>> start Extracted information
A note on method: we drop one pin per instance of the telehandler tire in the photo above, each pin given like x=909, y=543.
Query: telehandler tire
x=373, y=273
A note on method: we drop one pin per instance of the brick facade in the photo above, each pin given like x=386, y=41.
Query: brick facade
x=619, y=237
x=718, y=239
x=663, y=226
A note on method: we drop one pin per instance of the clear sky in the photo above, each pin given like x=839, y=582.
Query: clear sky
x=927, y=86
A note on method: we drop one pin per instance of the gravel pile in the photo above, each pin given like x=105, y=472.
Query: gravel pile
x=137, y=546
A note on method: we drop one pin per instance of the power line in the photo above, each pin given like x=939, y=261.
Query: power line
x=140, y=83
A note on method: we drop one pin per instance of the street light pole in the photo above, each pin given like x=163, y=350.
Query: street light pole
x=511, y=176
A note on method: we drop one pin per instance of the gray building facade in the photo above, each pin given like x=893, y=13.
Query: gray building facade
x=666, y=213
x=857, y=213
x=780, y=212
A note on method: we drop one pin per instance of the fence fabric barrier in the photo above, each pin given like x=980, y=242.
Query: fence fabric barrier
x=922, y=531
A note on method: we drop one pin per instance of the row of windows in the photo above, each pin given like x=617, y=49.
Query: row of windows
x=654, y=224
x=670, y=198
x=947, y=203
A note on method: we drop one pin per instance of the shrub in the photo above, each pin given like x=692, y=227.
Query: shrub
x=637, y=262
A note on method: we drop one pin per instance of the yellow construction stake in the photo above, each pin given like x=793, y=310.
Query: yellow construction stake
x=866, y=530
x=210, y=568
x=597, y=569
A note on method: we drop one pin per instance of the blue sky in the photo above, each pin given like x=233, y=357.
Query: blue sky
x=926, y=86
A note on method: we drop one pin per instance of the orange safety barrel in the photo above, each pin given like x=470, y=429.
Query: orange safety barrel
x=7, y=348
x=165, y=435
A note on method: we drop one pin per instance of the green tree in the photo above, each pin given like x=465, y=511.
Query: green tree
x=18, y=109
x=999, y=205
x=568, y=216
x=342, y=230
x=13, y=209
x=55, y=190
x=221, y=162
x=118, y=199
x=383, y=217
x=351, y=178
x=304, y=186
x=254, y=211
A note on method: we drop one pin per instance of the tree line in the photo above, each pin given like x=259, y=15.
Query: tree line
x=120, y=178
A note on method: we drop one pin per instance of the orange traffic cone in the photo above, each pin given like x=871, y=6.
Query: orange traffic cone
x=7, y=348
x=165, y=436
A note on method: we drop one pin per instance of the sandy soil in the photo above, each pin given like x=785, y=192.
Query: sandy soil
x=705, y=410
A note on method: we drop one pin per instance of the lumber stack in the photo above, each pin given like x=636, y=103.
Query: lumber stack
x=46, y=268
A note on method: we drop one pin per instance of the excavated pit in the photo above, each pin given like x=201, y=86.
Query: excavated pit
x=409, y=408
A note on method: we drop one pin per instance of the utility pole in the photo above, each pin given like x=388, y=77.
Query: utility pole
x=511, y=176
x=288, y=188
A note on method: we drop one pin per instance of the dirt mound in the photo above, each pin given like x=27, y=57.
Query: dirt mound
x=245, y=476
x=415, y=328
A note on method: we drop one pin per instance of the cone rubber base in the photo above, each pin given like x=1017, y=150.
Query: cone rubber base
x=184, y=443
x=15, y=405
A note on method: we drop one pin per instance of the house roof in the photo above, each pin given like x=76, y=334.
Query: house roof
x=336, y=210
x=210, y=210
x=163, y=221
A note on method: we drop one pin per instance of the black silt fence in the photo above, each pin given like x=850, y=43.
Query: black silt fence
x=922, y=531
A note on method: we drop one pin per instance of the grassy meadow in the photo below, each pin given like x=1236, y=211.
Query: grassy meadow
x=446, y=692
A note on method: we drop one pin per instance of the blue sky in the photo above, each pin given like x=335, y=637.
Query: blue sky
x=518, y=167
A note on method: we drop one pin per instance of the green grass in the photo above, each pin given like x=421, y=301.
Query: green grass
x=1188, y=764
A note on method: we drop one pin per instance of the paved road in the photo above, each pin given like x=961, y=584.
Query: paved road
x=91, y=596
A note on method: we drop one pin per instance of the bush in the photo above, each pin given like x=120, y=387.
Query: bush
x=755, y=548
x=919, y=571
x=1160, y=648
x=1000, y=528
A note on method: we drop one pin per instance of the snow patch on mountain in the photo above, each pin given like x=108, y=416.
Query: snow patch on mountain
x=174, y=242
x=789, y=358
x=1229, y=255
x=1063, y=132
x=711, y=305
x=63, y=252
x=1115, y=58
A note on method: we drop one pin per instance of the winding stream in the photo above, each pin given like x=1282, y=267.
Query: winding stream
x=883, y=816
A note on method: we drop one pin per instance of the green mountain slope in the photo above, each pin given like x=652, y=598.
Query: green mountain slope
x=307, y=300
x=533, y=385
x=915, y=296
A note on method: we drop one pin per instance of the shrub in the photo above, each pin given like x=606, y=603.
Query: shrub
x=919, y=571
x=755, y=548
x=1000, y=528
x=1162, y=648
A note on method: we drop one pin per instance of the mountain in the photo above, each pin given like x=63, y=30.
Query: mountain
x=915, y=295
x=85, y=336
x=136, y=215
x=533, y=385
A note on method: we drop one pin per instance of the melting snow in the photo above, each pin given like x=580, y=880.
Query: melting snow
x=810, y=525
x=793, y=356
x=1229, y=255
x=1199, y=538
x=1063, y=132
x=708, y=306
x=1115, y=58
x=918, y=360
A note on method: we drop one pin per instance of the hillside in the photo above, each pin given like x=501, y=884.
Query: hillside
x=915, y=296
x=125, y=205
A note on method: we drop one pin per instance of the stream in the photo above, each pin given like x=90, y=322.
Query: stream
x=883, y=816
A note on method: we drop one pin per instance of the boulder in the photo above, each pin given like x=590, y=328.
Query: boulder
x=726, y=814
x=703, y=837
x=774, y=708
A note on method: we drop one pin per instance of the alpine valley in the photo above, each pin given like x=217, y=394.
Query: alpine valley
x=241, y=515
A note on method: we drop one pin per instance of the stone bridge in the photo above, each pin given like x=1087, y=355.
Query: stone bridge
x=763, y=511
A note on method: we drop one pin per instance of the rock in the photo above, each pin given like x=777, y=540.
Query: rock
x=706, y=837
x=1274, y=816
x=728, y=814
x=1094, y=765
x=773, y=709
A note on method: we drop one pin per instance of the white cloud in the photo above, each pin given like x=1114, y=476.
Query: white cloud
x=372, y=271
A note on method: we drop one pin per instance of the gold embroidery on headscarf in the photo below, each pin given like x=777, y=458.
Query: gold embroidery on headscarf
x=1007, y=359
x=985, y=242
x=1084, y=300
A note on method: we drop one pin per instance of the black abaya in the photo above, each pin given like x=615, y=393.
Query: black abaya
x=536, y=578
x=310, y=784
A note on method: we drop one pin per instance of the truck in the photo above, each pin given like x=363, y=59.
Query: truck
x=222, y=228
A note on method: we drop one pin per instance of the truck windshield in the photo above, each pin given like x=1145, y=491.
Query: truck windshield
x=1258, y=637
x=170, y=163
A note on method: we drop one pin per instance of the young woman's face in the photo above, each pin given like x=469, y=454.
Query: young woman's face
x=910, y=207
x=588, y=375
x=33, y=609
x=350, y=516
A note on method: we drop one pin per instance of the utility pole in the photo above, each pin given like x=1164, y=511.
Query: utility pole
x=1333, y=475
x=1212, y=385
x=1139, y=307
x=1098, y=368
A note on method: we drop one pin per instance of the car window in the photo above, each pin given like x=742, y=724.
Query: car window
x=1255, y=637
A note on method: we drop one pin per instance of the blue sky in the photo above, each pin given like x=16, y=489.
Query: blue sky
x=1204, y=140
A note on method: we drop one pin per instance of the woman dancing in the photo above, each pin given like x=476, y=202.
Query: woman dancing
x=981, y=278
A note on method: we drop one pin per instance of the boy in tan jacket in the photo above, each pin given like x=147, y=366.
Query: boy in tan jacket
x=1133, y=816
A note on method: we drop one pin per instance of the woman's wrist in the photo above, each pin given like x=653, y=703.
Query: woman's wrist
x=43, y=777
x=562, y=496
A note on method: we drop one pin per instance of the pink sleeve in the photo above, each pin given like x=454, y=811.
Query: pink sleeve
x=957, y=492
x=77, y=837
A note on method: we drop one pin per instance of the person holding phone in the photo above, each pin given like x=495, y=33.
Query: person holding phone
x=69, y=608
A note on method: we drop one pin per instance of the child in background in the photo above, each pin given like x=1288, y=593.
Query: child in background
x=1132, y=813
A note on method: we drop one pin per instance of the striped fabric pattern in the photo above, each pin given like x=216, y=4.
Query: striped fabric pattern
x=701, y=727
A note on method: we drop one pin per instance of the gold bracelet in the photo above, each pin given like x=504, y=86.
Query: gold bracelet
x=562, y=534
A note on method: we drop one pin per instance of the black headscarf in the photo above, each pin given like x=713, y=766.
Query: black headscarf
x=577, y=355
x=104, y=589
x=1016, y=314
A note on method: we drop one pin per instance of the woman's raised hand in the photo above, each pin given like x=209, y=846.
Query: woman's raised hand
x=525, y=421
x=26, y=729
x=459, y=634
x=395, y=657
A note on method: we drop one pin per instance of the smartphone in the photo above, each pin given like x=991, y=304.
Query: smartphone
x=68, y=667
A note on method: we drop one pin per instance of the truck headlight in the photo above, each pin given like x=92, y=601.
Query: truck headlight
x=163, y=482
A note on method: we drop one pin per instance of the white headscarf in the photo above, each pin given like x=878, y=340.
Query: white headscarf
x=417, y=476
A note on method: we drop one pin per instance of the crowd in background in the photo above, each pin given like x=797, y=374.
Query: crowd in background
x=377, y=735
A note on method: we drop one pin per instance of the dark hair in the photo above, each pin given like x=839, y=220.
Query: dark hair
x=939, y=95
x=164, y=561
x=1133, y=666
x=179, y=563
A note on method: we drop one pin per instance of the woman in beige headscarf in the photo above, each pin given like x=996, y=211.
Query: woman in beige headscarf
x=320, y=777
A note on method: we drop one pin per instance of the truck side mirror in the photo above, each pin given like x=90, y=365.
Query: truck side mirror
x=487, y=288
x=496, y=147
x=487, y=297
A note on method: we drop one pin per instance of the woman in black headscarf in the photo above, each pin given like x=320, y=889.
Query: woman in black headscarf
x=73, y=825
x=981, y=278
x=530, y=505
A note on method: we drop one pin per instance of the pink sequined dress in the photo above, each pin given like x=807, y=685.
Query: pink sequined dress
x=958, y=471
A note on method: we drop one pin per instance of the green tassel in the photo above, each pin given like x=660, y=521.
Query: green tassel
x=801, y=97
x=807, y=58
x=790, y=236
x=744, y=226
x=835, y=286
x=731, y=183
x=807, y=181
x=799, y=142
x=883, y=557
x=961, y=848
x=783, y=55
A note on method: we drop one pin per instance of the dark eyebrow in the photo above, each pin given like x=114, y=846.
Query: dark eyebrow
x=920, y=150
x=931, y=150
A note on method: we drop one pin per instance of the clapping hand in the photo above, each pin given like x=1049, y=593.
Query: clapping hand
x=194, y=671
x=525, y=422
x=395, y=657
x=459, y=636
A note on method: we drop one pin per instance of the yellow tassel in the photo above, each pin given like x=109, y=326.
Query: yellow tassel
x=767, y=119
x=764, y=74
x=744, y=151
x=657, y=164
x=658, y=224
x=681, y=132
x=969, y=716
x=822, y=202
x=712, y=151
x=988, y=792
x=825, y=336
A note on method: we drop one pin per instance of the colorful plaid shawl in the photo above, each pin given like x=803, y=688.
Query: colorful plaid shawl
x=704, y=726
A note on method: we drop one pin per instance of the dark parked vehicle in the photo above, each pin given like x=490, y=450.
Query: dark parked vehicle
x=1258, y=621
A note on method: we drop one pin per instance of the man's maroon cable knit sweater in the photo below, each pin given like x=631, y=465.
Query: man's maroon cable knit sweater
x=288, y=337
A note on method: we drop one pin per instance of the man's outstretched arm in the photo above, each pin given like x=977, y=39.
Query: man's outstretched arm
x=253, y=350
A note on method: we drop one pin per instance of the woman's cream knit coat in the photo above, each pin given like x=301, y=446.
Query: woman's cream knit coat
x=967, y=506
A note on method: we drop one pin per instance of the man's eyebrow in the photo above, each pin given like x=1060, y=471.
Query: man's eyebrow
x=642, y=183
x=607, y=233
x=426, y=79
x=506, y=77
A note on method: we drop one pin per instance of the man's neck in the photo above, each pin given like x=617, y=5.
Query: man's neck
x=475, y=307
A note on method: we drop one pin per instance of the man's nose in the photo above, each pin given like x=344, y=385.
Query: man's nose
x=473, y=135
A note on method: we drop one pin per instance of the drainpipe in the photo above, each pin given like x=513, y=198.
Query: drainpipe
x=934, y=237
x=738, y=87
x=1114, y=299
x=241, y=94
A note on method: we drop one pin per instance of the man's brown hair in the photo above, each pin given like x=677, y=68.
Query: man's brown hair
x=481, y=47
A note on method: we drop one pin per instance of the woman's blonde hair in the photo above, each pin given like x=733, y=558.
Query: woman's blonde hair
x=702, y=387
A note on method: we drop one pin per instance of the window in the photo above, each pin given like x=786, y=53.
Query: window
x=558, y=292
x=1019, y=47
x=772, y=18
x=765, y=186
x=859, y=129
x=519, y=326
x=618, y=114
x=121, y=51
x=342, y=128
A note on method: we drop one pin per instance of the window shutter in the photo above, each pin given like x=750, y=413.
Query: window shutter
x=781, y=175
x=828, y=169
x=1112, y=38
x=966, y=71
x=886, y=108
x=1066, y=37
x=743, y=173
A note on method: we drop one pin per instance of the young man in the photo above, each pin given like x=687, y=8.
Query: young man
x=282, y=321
>> end Extracted information
--- Stated exercise ---
Keep only the lines from the one containing "like x=1060, y=471." to the end of the entries, and repeat them exactly.

--- Task answer ---
A note on method: we drop one pin per instance of the man's eyebrow in the photo above, each pin given like x=1060, y=471.
Query: man's eyebrow
x=642, y=183
x=607, y=233
x=426, y=79
x=506, y=77
A note on method: we drop one pin per instance of the man's neck in the photo above, each pin given like x=617, y=5.
Query: man's neck
x=475, y=307
A note on method: we drop one pin per instance of the man's nose in the photo above, each pin given like x=344, y=385.
Query: man's nose
x=473, y=135
A note on method: we drop one pin per instance of the drainpipe in the photo above, each pin given like x=513, y=198.
Query: drainpipe
x=934, y=237
x=738, y=87
x=1114, y=299
x=241, y=94
A note on method: we drop one pin per instance of the man's brown hair in the photo above, each pin given like x=677, y=68.
Query: man's brown hair
x=481, y=47
A note on method: we drop one pin per instance of the woman's blonde hair in the photo above, each pin given like x=733, y=558.
Query: woman's blonde hair
x=702, y=387
A note on method: we drop one pin per instance of the window in the photo above, each pin given like x=786, y=53.
Query: window
x=558, y=292
x=1019, y=47
x=772, y=18
x=765, y=186
x=859, y=129
x=519, y=326
x=618, y=114
x=121, y=51
x=342, y=128
A note on method: we drop one pin per instance of the window shutter in the photo above, each pin given like x=750, y=413.
Query: window shutter
x=781, y=175
x=828, y=169
x=1112, y=38
x=966, y=71
x=886, y=108
x=1066, y=37
x=743, y=173
A note on method: we drop one pin per instance of the young man in the photo above, each pin given like x=687, y=8.
Query: young man
x=282, y=321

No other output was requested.